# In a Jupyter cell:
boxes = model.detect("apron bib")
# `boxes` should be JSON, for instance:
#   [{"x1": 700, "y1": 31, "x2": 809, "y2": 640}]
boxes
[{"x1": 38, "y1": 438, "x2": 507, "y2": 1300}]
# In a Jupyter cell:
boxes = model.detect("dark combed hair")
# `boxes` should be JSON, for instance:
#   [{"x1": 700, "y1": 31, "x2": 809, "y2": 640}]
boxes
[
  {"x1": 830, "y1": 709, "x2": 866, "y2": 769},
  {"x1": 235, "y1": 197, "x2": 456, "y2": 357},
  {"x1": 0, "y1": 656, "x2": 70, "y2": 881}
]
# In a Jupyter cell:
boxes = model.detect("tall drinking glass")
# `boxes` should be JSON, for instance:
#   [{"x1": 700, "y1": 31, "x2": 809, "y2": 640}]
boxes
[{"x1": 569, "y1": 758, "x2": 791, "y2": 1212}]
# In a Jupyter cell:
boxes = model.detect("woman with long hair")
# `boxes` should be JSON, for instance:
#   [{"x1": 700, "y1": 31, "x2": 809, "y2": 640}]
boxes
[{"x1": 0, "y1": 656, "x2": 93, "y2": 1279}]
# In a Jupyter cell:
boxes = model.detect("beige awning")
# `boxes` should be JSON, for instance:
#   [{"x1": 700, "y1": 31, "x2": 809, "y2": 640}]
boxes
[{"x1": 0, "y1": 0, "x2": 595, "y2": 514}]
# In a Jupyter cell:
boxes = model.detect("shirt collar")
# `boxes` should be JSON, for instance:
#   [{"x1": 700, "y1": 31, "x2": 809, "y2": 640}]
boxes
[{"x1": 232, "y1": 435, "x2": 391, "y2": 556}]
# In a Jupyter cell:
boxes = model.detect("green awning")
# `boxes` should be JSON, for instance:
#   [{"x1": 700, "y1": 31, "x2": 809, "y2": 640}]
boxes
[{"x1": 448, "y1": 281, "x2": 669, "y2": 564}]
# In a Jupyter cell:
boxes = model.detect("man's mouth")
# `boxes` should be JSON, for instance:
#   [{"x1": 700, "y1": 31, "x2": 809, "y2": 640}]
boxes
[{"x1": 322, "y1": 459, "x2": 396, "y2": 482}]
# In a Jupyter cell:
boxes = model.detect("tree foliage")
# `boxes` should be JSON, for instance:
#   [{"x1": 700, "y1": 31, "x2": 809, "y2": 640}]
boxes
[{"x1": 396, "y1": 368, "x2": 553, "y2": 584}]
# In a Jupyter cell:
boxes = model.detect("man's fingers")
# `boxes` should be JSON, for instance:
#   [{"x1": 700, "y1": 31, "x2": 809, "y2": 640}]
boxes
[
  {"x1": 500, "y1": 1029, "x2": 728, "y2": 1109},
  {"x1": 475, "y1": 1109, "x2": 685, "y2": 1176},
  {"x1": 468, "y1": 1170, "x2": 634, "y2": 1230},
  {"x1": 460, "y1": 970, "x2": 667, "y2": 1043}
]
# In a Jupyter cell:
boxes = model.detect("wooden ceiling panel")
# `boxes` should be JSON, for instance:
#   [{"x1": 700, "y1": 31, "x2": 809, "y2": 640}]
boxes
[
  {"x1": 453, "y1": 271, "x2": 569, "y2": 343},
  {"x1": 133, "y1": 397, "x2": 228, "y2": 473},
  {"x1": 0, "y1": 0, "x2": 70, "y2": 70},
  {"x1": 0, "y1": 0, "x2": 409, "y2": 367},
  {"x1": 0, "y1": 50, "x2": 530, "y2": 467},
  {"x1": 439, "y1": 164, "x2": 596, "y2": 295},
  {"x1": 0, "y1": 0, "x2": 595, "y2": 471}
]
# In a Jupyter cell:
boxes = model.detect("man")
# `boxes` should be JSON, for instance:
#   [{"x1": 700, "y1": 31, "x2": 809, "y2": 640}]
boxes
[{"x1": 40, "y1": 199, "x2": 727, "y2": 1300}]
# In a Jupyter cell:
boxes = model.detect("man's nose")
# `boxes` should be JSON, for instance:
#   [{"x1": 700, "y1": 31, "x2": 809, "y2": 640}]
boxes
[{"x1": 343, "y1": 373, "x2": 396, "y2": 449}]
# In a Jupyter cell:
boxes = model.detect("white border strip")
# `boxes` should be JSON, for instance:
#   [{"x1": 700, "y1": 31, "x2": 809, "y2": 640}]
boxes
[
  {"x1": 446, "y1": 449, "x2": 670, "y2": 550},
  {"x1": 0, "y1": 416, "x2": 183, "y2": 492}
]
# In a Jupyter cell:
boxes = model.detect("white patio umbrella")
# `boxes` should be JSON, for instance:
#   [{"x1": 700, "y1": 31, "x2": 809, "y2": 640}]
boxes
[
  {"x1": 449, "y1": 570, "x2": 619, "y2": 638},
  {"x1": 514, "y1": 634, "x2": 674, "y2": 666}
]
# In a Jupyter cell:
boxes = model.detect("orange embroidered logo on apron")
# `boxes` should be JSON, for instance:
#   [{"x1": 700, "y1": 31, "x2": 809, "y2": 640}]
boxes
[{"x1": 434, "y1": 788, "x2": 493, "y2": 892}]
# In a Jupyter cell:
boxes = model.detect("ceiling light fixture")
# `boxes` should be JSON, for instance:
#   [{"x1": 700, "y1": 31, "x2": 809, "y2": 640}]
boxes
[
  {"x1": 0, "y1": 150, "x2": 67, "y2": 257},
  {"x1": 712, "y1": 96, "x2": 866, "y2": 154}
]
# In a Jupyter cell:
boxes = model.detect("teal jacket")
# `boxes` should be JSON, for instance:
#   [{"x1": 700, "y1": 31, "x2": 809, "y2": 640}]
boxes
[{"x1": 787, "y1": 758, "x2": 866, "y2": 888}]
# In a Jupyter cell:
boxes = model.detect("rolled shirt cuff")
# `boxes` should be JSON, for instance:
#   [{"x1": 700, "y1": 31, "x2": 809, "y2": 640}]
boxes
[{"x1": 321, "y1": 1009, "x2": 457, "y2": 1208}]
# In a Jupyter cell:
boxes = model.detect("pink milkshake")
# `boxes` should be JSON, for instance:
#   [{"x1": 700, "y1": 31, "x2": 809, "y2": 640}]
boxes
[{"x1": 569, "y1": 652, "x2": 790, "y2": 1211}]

» **Task**
Count the lines of the data that contain the string "hair", and reply with that number alone.

» **Response for this exercise**
2